### PASSAGE SHOWN:
>>>
This makes me happy that I can have a do-over with the wisdom I that I have gained thus far.
Instead of being depressed about what my friend said, I am going to use it as a reminder to look for the very best after all that is what I deserve.
Just had to share....
Re: What other's sees in my relationship...
That's interesting. Some people are very intuitive. The good thing about going through something like that is that it hones YOUR intuition as well. I think that's why I've become so picky. I have this sense I get about someone even before we're really in any sort of relationship.
It's also interesting when you see things about other's relationships. There are several people in my life who are either married or getting married that I do not see good things happening for. All I can do is hope that they figure things out in their own way. Everyone has to go through it at some point in time.
When I changed my relationship back to single on FB, someone who attended my wedding sent me a PM and said,
"You know, I remember your wedding day and this overwhelming feeling of something not being right. I remember even asking you if you are sure about this. Next time don't ignore my bad feelings, okay? [
I could tell that day you weren't sure, but there's nothing else I could have said, it was in your eyes. Being young is full of experiences and some lessons are harder to learn than others. I know one thing for sure though, this experience will make it easier for you to realize the "bad eggs". Love you!"
It defnintely made me realize the need to be honest about a relationship. Before I let my feelings take over.
DS is my miracle baby because it wasn't until I had him I had my taste of love and what that feels like.
(I dd's the rest of my response in this post because it was just way too personal and I felt more akward after posting it)
<<<
### DATASET RECORDS:
>>>
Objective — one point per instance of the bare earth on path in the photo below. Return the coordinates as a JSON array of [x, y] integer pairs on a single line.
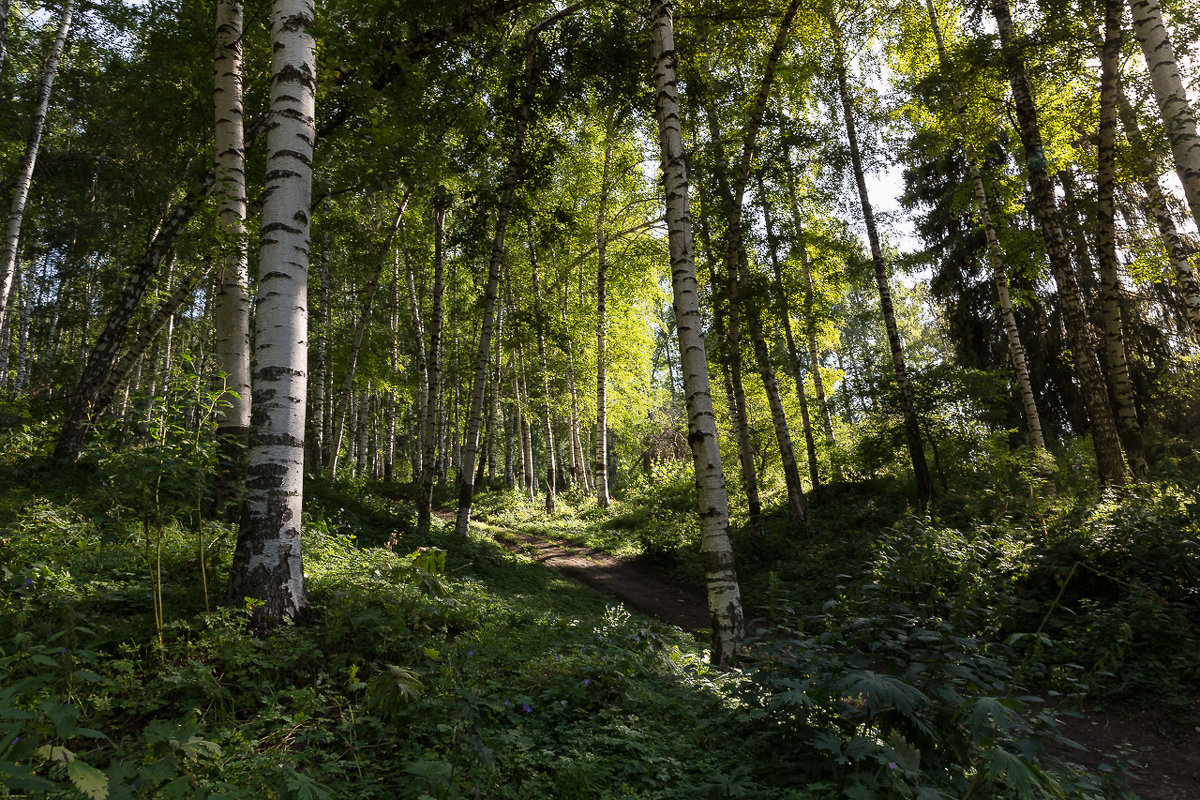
[[648, 590], [1161, 747]]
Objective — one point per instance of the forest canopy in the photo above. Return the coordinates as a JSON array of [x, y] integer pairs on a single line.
[[610, 265]]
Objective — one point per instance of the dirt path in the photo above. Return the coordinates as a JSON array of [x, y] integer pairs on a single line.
<<<
### TASK SET:
[1] In the forum thread, who sent the writer a PM after the relationship status on FB went back to single?
[2] Pull the passage from the forum thread starting at "DS is my miracle" and ending at "after posting it)", word for word.
[3] How would you say this sentence from the forum thread in Spanish: "All I can do is hope that they figure things out in their own way."

### SET OF ANSWERS:
[1] Someone who attended the writer's wedding.

[2]
DS is my miracle baby because it wasn't until I had him I had my taste of love and what that feels like.
(I dd's the rest of my response in this post because it was just way too personal and I felt more akward after posting it)

[3] Todo lo que puedo hacer es esperar que resuelvan las cosas a su manera.